Rewrite the stretch from the line containing "Locate the seal snout" through the line containing "Locate the seal body", changing "annotate" to "mark" and keeping everything else as it is. Return only those lines.

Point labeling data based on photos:
◆ ◆ ◆ ◆ ◆ ◆ ◆
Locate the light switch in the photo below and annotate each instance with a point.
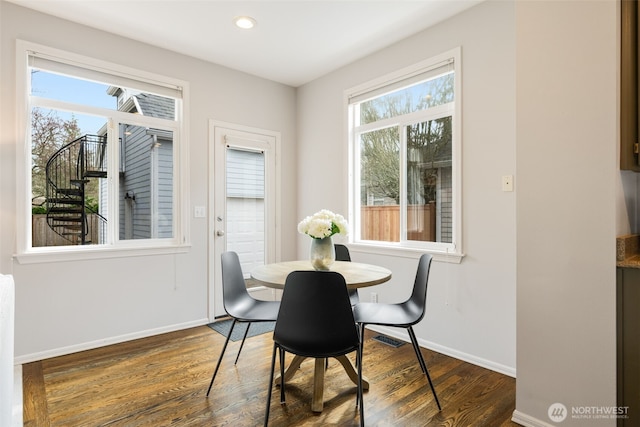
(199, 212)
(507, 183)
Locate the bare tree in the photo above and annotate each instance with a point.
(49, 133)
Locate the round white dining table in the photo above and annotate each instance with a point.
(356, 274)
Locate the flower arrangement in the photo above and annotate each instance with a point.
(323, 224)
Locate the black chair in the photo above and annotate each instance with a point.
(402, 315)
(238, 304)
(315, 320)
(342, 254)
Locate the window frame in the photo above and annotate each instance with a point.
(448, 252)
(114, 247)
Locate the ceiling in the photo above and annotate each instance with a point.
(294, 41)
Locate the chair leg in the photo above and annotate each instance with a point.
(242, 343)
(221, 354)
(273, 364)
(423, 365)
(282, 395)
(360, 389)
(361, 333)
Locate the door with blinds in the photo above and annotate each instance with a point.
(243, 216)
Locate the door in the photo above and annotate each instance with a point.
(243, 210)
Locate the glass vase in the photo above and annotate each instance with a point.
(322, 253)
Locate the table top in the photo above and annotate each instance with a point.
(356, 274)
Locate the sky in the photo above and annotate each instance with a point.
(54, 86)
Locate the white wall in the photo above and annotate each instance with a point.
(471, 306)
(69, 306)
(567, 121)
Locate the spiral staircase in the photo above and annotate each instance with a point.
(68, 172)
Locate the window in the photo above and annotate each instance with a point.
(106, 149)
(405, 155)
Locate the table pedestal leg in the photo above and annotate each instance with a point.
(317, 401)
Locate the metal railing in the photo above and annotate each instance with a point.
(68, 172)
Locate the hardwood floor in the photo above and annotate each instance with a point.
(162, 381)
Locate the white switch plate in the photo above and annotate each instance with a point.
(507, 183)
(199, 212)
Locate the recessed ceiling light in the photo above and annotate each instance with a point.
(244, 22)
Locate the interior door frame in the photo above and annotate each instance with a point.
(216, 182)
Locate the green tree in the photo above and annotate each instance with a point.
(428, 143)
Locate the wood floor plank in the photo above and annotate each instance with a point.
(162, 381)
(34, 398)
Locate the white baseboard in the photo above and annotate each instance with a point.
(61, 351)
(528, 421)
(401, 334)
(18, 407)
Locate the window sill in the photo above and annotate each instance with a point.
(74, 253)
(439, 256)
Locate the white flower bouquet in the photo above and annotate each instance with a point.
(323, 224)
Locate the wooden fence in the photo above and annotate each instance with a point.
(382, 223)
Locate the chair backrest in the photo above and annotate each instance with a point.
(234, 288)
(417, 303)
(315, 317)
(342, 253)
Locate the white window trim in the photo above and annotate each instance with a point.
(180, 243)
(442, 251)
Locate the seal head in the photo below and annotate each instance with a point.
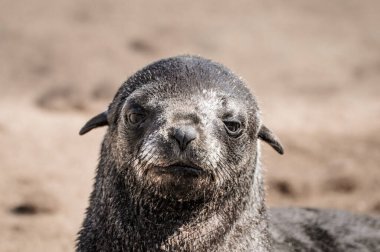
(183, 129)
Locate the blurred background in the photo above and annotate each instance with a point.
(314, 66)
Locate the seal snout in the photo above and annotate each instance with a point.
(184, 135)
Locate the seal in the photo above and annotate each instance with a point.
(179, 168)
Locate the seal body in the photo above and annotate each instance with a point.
◆ ◆ ◆ ◆ ◆ ◆ ◆
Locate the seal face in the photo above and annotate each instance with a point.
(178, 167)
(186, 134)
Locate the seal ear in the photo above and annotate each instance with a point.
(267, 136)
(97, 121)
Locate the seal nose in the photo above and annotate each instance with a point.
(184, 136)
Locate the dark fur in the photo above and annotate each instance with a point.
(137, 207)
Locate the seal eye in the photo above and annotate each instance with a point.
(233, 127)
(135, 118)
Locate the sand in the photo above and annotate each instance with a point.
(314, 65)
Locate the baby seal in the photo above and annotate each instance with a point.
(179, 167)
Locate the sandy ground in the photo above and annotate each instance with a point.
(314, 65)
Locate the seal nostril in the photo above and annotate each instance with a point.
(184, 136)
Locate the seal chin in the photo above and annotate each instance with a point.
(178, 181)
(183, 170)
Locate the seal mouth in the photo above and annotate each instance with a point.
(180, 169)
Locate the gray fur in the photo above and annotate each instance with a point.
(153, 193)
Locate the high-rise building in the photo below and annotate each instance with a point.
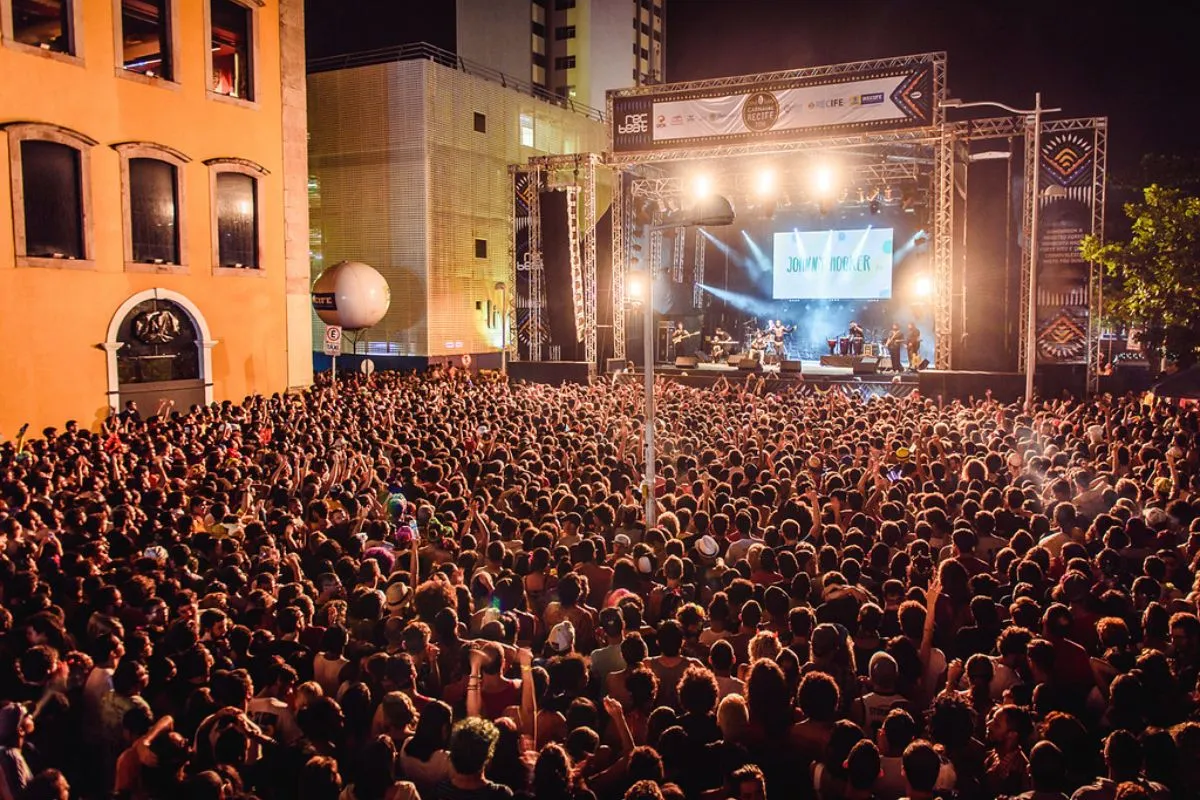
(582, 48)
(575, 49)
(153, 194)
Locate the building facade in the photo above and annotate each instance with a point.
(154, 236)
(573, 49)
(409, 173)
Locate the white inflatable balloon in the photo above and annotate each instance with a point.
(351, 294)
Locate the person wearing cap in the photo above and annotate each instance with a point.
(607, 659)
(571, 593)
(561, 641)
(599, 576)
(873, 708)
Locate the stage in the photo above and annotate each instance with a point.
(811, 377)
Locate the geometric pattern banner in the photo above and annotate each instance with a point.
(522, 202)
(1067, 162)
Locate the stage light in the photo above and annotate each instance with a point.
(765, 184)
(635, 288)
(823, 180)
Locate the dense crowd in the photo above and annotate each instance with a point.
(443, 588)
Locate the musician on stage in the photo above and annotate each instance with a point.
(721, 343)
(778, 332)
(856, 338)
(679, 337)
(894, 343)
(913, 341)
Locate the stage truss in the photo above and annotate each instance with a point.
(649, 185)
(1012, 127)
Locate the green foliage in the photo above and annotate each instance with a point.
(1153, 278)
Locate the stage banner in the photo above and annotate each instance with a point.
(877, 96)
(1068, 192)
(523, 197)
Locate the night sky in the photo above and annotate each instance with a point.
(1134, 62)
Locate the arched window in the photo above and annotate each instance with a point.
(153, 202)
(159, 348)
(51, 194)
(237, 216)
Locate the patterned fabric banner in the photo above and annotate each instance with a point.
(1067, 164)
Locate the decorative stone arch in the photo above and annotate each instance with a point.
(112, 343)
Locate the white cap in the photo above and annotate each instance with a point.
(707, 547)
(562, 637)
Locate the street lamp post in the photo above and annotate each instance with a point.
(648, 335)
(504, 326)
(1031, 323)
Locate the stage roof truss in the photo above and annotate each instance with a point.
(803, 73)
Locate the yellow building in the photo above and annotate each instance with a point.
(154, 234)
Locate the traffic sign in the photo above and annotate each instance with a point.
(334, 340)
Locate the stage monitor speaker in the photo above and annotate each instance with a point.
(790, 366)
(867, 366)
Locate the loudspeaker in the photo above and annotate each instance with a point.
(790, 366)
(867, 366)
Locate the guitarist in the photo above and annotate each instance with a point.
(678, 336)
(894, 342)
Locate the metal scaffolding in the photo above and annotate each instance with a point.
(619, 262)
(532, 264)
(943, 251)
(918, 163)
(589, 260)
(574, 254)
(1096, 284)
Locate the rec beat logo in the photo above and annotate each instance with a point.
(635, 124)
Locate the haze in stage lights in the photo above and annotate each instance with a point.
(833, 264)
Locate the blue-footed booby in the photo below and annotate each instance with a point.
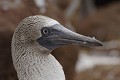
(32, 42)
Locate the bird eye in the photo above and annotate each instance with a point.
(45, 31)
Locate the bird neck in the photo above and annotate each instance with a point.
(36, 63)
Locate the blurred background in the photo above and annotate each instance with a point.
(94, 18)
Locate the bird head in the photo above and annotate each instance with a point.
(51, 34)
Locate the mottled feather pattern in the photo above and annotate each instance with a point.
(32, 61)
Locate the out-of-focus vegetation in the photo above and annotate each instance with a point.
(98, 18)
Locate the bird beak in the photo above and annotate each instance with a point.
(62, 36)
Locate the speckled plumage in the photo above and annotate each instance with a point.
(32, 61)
◆ ◆ ◆ ◆ ◆ ◆ ◆
[ANSWER FOR THIS EXERCISE]
Locate the seal snout in the photo above and mark each instance with a point.
(184, 135)
Locate the seal in the photo above and mark each instance with a point.
(179, 168)
Locate the seal body in the photo above and mark each instance with a point.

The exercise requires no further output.